:: Work request ::
The whole listing needs to be restated word for word.
>>>>>
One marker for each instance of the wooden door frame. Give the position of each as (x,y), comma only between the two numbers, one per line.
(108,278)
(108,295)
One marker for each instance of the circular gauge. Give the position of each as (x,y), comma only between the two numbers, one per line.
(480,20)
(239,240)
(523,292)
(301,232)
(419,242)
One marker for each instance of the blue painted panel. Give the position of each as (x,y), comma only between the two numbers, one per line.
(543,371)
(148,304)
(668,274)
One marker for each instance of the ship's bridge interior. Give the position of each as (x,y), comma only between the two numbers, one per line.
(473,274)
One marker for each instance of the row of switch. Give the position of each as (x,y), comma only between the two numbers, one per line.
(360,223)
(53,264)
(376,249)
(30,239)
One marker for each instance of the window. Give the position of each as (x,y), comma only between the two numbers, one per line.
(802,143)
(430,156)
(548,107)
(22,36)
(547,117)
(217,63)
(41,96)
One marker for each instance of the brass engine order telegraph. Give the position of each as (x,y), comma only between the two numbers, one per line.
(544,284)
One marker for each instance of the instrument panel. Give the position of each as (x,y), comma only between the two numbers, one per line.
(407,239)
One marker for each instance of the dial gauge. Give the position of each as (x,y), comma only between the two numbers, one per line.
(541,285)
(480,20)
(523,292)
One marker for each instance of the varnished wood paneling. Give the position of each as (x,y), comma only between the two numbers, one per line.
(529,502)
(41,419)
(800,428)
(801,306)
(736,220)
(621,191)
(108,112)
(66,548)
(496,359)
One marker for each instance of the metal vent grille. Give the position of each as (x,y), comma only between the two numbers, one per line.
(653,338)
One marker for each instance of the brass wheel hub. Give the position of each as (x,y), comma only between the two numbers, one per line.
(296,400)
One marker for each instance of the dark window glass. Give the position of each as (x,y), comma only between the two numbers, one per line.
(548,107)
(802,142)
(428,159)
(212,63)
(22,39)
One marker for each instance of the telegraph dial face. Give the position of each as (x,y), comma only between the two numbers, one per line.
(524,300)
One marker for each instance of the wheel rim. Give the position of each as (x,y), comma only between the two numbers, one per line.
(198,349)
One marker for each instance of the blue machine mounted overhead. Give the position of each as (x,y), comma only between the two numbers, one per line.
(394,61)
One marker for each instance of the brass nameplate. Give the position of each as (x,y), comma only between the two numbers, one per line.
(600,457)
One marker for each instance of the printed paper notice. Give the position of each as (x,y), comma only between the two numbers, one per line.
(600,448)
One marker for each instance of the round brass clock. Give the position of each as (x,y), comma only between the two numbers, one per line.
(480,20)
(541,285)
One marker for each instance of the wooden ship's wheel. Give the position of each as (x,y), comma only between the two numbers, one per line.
<<<<<
:: Response area ::
One marker for each instance of the wooden door frame. Give the position of each as (x,y), comma only between the two numbers, one per line.
(108,278)
(108,295)
One marker for each instance of the circular gauge. Give the position of each as (x,y), comma only between the two numbers, one per line.
(480,20)
(239,240)
(523,292)
(301,232)
(419,242)
One marker for each instance of the blue painted panel. Give the position of each as (x,y), comma only between the two numbers, one per line.
(543,371)
(148,304)
(668,274)
One marker for each instance of the ship's bridge interior. Give the position of each as (x,y), comma only between the two numbers, one per line.
(473,274)
One marker for each instance of the row of switch. Give the position of each as (x,y), comma only between the two numbers, one per line.
(360,223)
(53,264)
(376,249)
(30,239)
One marker for each instance of the window. Give the position of each as (x,y), comma only between the two numbers, one per line.
(802,143)
(430,156)
(548,107)
(22,36)
(547,117)
(217,63)
(41,96)
One marker for each instance of the brass engine order telegraph. Give the position of each as (x,y), comma only between the two numbers, one per line.
(544,284)
One marker for each instance of the instrument panel. Give the position of each as (x,y), comma only between the two numbers, one per line.
(407,239)
One marker for each instance of the dial gauge. Give the position of each as (x,y), comma only between the two numbers, one per line.
(541,285)
(480,20)
(523,292)
One marker for each instance of the varnished wood paneling. Give the position of each as (x,y), comma only between the two numbers, one per line.
(529,502)
(41,419)
(800,428)
(801,306)
(736,220)
(621,191)
(108,112)
(66,548)
(496,359)
One marker for each instance of the metal vent grille. Give the position of each as (x,y), comma only between the two numbers, one per line.
(653,338)
One marker for each instance of the brass wheel hub. Give the position of each as (x,y), comma only between the two numbers, one per line.
(296,400)
One marker for each instance of the dark window glass. Give the position of each as (x,y), comma only between the two numbers, one per line.
(548,107)
(802,142)
(428,159)
(212,63)
(22,39)
One marker for each instance of the telegraph dial face. Give the position of each as (x,y), comma only between the two numbers, one per line.
(524,300)
One marker for each instance of the wheel rim. Give the position of each as (x,y), comma only between the two numbers, one per line.
(198,349)
One marker for each instance of the blue machine mounted overhead. Give the position of each as (x,y), comma only between the two numbers, one per line.
(394,61)
One marker for each instance of the brass nameplate. Give the position of each as (x,y), comma only between the two numbers, one per line.
(600,457)
One marker for each instance of the printed paper notice. Give the position of each as (x,y), comma only between the two numbers, one per line.
(600,448)
One marker for each instance of the round brass clock. Give the position of each as (x,y), comma only between the two numbers, one per line.
(480,20)
(541,285)
One marker for each instance of the wooden ship's wheel. Give the position of each as (x,y), comma only between the two numbers, one per line.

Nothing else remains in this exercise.